◆ **Aim**
Pull out every line of the listing below that contains the string "shirt", and copy each one in full. Case matters.

◆ **Detection annotation listing**
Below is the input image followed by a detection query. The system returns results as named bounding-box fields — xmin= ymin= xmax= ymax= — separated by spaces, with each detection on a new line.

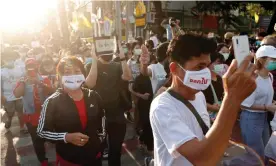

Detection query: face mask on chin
xmin=178 ymin=65 xmax=211 ymax=91
xmin=62 ymin=74 xmax=85 ymax=90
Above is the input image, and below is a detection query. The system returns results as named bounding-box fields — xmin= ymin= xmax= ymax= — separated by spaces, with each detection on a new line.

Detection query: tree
xmin=58 ymin=0 xmax=69 ymax=46
xmin=194 ymin=1 xmax=276 ymax=34
xmin=151 ymin=1 xmax=165 ymax=38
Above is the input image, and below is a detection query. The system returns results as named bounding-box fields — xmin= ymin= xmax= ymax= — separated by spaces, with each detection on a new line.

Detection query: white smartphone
xmin=232 ymin=35 xmax=250 ymax=66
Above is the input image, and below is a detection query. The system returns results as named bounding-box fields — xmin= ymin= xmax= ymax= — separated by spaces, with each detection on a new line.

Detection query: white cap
xmin=256 ymin=46 xmax=276 ymax=59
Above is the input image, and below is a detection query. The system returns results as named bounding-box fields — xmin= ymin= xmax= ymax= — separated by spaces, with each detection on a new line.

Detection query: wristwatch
xmin=120 ymin=58 xmax=126 ymax=62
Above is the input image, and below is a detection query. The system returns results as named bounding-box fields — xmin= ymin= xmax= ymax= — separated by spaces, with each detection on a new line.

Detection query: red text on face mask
xmin=190 ymin=77 xmax=208 ymax=84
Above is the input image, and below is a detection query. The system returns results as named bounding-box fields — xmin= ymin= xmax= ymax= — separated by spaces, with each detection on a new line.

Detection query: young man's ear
xmin=170 ymin=62 xmax=177 ymax=74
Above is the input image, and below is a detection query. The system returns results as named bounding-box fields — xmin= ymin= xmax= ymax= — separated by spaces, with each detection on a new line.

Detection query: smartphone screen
xmin=232 ymin=35 xmax=250 ymax=66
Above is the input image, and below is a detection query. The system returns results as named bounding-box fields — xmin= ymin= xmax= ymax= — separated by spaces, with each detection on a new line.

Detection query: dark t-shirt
xmin=133 ymin=74 xmax=153 ymax=121
xmin=94 ymin=61 xmax=124 ymax=121
xmin=203 ymin=76 xmax=224 ymax=104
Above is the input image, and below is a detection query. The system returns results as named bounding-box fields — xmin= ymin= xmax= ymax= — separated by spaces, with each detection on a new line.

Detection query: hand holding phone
xmin=140 ymin=45 xmax=150 ymax=65
xmin=232 ymin=35 xmax=250 ymax=66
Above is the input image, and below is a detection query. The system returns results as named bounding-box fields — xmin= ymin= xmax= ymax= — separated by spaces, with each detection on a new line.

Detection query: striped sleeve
xmin=37 ymin=92 xmax=66 ymax=142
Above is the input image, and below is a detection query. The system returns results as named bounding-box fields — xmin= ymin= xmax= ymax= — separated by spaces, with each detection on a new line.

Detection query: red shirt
xmin=74 ymin=98 xmax=87 ymax=129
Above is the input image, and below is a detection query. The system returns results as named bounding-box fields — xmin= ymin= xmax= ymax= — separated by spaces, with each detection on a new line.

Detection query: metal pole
xmin=115 ymin=1 xmax=122 ymax=41
xmin=125 ymin=1 xmax=130 ymax=42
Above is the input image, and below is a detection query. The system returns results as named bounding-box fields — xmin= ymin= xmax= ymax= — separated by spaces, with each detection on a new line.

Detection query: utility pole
xmin=58 ymin=0 xmax=70 ymax=46
xmin=115 ymin=1 xmax=122 ymax=41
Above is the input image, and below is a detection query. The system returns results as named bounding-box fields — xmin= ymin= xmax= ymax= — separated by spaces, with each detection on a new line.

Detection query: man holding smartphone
xmin=150 ymin=34 xmax=256 ymax=166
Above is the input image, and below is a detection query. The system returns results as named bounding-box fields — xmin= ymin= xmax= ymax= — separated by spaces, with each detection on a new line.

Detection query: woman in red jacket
xmin=37 ymin=57 xmax=103 ymax=166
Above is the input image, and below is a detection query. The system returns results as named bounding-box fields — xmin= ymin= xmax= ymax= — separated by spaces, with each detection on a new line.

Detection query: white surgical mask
xmin=35 ymin=54 xmax=42 ymax=60
xmin=134 ymin=49 xmax=142 ymax=55
xmin=62 ymin=74 xmax=85 ymax=90
xmin=178 ymin=65 xmax=211 ymax=90
xmin=221 ymin=53 xmax=229 ymax=60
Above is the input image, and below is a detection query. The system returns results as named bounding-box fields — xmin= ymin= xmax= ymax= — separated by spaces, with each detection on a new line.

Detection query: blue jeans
xmin=240 ymin=110 xmax=270 ymax=158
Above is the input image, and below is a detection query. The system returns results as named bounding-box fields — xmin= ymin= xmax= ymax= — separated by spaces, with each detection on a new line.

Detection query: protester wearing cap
xmin=37 ymin=56 xmax=103 ymax=166
xmin=14 ymin=58 xmax=53 ymax=166
xmin=240 ymin=46 xmax=276 ymax=158
xmin=1 ymin=50 xmax=24 ymax=131
xmin=86 ymin=42 xmax=132 ymax=166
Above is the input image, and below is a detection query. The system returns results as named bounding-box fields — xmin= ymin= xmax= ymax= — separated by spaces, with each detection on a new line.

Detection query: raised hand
xmin=223 ymin=55 xmax=256 ymax=103
xmin=65 ymin=133 xmax=89 ymax=146
xmin=91 ymin=44 xmax=98 ymax=59
xmin=140 ymin=45 xmax=150 ymax=65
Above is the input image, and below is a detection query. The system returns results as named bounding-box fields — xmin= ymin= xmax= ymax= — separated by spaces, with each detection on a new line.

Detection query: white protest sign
xmin=95 ymin=37 xmax=116 ymax=55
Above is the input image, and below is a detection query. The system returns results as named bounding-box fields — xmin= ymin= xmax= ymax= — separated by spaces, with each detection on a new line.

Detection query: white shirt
xmin=1 ymin=66 xmax=25 ymax=101
xmin=242 ymin=76 xmax=274 ymax=113
xmin=150 ymin=92 xmax=210 ymax=166
xmin=148 ymin=63 xmax=167 ymax=94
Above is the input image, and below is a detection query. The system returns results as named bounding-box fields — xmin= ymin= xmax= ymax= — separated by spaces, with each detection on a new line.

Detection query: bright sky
xmin=0 ymin=0 xmax=57 ymax=32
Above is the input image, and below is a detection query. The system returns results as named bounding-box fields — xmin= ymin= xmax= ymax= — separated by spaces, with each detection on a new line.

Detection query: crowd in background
xmin=1 ymin=17 xmax=276 ymax=166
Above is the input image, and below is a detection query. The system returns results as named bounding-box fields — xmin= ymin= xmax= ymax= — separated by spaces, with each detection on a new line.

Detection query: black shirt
xmin=94 ymin=61 xmax=124 ymax=122
xmin=133 ymin=74 xmax=153 ymax=121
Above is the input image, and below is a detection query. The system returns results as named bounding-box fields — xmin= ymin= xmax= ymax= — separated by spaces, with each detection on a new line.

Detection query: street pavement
xmin=0 ymin=110 xmax=276 ymax=166
xmin=0 ymin=110 xmax=145 ymax=166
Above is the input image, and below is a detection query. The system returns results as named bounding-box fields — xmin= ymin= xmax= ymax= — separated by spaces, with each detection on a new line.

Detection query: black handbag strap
xmin=167 ymin=89 xmax=209 ymax=135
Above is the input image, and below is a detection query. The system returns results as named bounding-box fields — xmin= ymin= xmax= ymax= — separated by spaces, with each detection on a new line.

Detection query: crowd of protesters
xmin=1 ymin=19 xmax=276 ymax=166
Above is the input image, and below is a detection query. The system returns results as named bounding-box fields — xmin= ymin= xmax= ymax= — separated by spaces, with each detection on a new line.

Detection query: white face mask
xmin=221 ymin=53 xmax=229 ymax=60
xmin=178 ymin=65 xmax=211 ymax=90
xmin=62 ymin=74 xmax=85 ymax=90
xmin=35 ymin=54 xmax=42 ymax=60
xmin=134 ymin=49 xmax=142 ymax=55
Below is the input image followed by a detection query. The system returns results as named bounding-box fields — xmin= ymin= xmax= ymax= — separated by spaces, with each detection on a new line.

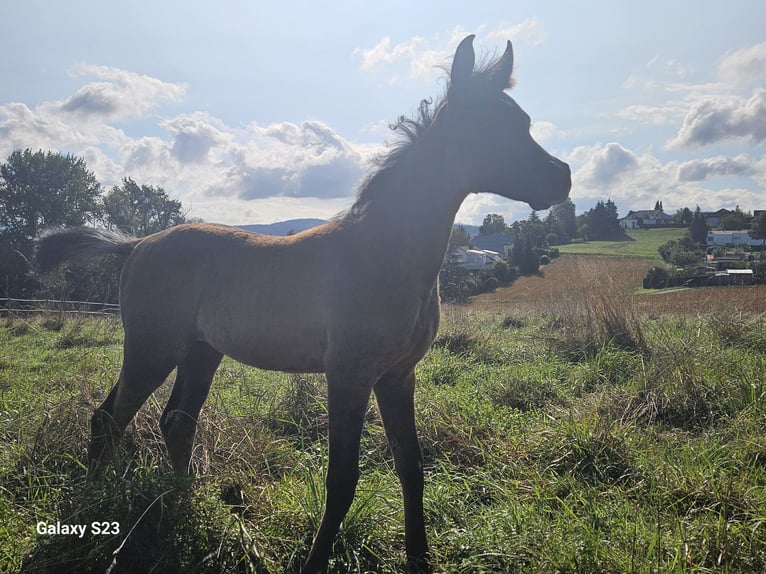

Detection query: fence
xmin=0 ymin=297 xmax=120 ymax=317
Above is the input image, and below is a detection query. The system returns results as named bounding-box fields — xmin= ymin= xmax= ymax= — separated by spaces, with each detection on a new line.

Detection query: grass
xmin=0 ymin=290 xmax=766 ymax=573
xmin=559 ymin=229 xmax=686 ymax=261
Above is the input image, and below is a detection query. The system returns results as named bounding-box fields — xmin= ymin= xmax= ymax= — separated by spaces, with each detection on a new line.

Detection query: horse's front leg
xmin=375 ymin=371 xmax=432 ymax=572
xmin=302 ymin=369 xmax=374 ymax=574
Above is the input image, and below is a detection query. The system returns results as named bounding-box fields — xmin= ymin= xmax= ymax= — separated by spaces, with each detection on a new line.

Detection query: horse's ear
xmin=491 ymin=40 xmax=513 ymax=90
xmin=450 ymin=34 xmax=476 ymax=86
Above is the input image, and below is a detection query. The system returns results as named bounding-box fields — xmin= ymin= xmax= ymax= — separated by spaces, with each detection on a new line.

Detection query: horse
xmin=36 ymin=35 xmax=571 ymax=573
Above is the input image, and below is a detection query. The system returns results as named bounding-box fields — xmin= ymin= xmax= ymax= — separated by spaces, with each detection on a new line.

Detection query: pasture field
xmin=558 ymin=228 xmax=686 ymax=261
xmin=0 ymin=280 xmax=766 ymax=573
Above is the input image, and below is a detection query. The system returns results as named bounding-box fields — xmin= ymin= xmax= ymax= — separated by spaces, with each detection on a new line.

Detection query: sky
xmin=0 ymin=0 xmax=766 ymax=225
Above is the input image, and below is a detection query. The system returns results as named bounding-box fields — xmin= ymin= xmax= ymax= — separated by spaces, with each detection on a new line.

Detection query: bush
xmin=643 ymin=267 xmax=668 ymax=289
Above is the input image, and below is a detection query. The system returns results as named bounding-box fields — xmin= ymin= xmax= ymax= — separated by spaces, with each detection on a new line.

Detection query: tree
xmin=718 ymin=205 xmax=752 ymax=231
xmin=479 ymin=213 xmax=508 ymax=235
xmin=0 ymin=149 xmax=101 ymax=244
xmin=749 ymin=211 xmax=766 ymax=250
xmin=104 ymin=178 xmax=186 ymax=237
xmin=447 ymin=225 xmax=471 ymax=253
xmin=673 ymin=207 xmax=694 ymax=225
xmin=0 ymin=149 xmax=101 ymax=296
xmin=546 ymin=199 xmax=577 ymax=243
xmin=511 ymin=220 xmax=545 ymax=275
xmin=689 ymin=205 xmax=708 ymax=245
xmin=580 ymin=199 xmax=622 ymax=240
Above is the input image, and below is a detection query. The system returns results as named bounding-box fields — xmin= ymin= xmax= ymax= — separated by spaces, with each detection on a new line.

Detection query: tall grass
xmin=0 ymin=304 xmax=766 ymax=573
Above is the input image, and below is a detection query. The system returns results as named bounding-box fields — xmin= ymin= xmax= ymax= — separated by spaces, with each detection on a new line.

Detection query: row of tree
xmin=479 ymin=199 xmax=624 ymax=247
xmin=0 ymin=149 xmax=186 ymax=299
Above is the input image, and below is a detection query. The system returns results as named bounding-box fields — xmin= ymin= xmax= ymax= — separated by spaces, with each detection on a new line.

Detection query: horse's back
xmin=120 ymin=224 xmax=327 ymax=371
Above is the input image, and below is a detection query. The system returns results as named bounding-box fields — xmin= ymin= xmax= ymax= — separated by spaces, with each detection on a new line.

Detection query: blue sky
xmin=0 ymin=0 xmax=766 ymax=224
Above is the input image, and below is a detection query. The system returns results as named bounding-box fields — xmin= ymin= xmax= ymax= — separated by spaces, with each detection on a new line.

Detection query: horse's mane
xmin=336 ymin=58 xmax=514 ymax=221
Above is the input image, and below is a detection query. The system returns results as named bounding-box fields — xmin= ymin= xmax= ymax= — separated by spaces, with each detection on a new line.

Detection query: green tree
xmin=103 ymin=178 xmax=186 ymax=237
xmin=673 ymin=207 xmax=694 ymax=225
xmin=545 ymin=199 xmax=577 ymax=244
xmin=749 ymin=211 xmax=766 ymax=250
xmin=479 ymin=213 xmax=508 ymax=235
xmin=511 ymin=219 xmax=545 ymax=275
xmin=579 ymin=199 xmax=622 ymax=240
xmin=689 ymin=205 xmax=708 ymax=245
xmin=447 ymin=225 xmax=471 ymax=253
xmin=0 ymin=149 xmax=101 ymax=244
xmin=0 ymin=149 xmax=101 ymax=296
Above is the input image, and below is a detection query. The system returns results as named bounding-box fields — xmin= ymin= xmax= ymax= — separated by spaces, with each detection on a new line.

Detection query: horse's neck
xmin=367 ymin=138 xmax=465 ymax=282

◆ **Solution to this problem**
Detection query: dark t-shirt
Detection query: red shirt
Detection query: white shirt
Detection query: black shirt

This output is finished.